*Aufgabe 1*:
Gib aus dem Text über die Fotomontagen von Goeritz das Stück von „Dem Betrachter des“ bis einschließlich „selbst letztlich verborgen.“ wortgetreu wieder.

*Textabschnitt*:

*-*-*

Formen gewinnen einen eigenen, individuellen Charakter, heben sich als
Einzigartig hervor und bekommen so ihr unverwechselbares Gesicht.
Gesichter, lebendige Formen, beseelte Gestalten der Natur
sind es denn auch, die auf den heute hier präsentierten Arbeiten erkennbar
werden. Gute Geister und böse Geister hat Goeritz sie benannt. Kreatürliches
also, das seine Existenz weniger dem Materiellen als dem Spirituellen verdank.
Dessen Wesensmerkmale erst erkennbar werden, wenn man sich im Sinne des
Augustinischen Weisheitsbegriffs einsenkt in die Betrachtung der Dinge, um das
Verborgene im Sichtbaren zu begreifen.
Gute Geister - böse Geister weist aber auch auf die
Ambivalenz dieses Erkennens hin. Denn der positiven Resonanzerfahrung einer
gewonnen Erkenntnis, ist auch immer gleichzeitig das Erschrecken über das
Erkannte zur Seite gestellt. Ein Erfahrung, die schon Adam und Eva machen
mussten.
Das Ausgangsmaterial für die montierten Fotographien
befand sich - man mag sagen: bezeichnender Weise - in der Mehrheit auf
Friedhöfen. Auf den dort befindlichen Komposthaufen. Das Ausgangsmaterial,
der Grabschmuck, war längst seiner eigentlichen Bestimmung enthoben,
seiner primeren Verwertbarkeit entledigt, keines Blickes, keiner Anschauung,
keiner Würdigung seines Wesens mehr wert.
In einer Wirklichkeit aber, in der es dann
ausschließlich nur noch um die Verwertbarkeit der Dinge (und ich
möchte ergänzen: der Menschen) geht, verliert sich das Gefühl
von Heiligkeit und damit die Grundlage, zu Weisheit zu gelangen. Die rein
interessensgeleitete Wahrnehmung unserer Wirklichkeit führt zur Verarmung
unser seelischen Zustände.
Dem Betrachter des friedhöflichen Abfallhaufens nun mag
man es nicht übel nehmen, dass er sich wenig um das Wesen des faulenden
Grabschmuckes kümmert. Erhebt er aber seine auf Verwertung gerichtete und
damit selektive Wahrnehmungsweise zum Prinzip allen Betrachtens, bleibt ihm die
Erkenntnis der Bestimmung der Welt und seiner selbst letztlich verborgen.

*-*-*

*Ausgelesene Einträge*:

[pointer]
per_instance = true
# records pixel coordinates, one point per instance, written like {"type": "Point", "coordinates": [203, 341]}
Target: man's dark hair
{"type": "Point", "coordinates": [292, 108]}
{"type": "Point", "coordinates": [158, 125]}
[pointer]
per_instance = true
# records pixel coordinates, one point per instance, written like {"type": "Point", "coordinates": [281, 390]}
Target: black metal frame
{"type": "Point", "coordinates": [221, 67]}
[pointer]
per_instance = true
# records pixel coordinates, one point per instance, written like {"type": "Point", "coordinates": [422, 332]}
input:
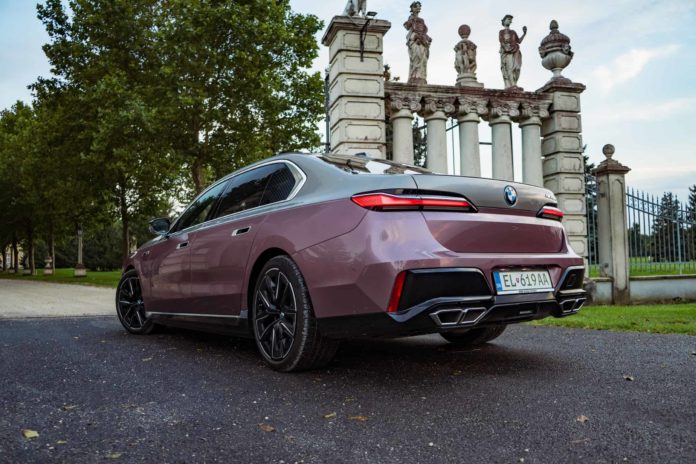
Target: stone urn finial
{"type": "Point", "coordinates": [608, 150]}
{"type": "Point", "coordinates": [610, 165]}
{"type": "Point", "coordinates": [555, 53]}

*-*-*

*Aufgabe 2*:
Schreibe sämtliche Datensätze oben Zeile für Zeile unverändert aus, die Bilder jedoch nicht.

*Ergebnis 1*:
Dem Betrachter des friedhöflichen Abfallhaufens nun mag
man es nicht übel nehmen, dass er sich wenig um das Wesen des faulenden
Grabschmuckes kümmert. Erhebt er aber seine auf Verwertung gerichtete und
damit selektive Wahrnehmungsweise zum Prinzip allen Betrachtens, bleibt ihm die
Erkenntnis der Bestimmung der Welt und seiner selbst letztlich verborgen.

*Ergebnis 2*:
[pointer]
per_instance = true
# records pixel coordinates, one point per instance, written like {"type": "Point", "coordinates": [203, 341]}
Target: man's dark hair
{"type": "Point", "coordinates": [292, 108]}
{"type": "Point", "coordinates": [158, 125]}
[pointer]
per_instance = true
# records pixel coordinates, one point per instance, written like {"type": "Point", "coordinates": [281, 390]}
Target: black metal frame
{"type": "Point", "coordinates": [221, 67]}
[pointer]
per_instance = true
# records pixel coordinates, one point per instance, written like {"type": "Point", "coordinates": [422, 332]}
input:
Target: stone urn finial
{"type": "Point", "coordinates": [608, 150]}
{"type": "Point", "coordinates": [610, 165]}
{"type": "Point", "coordinates": [555, 53]}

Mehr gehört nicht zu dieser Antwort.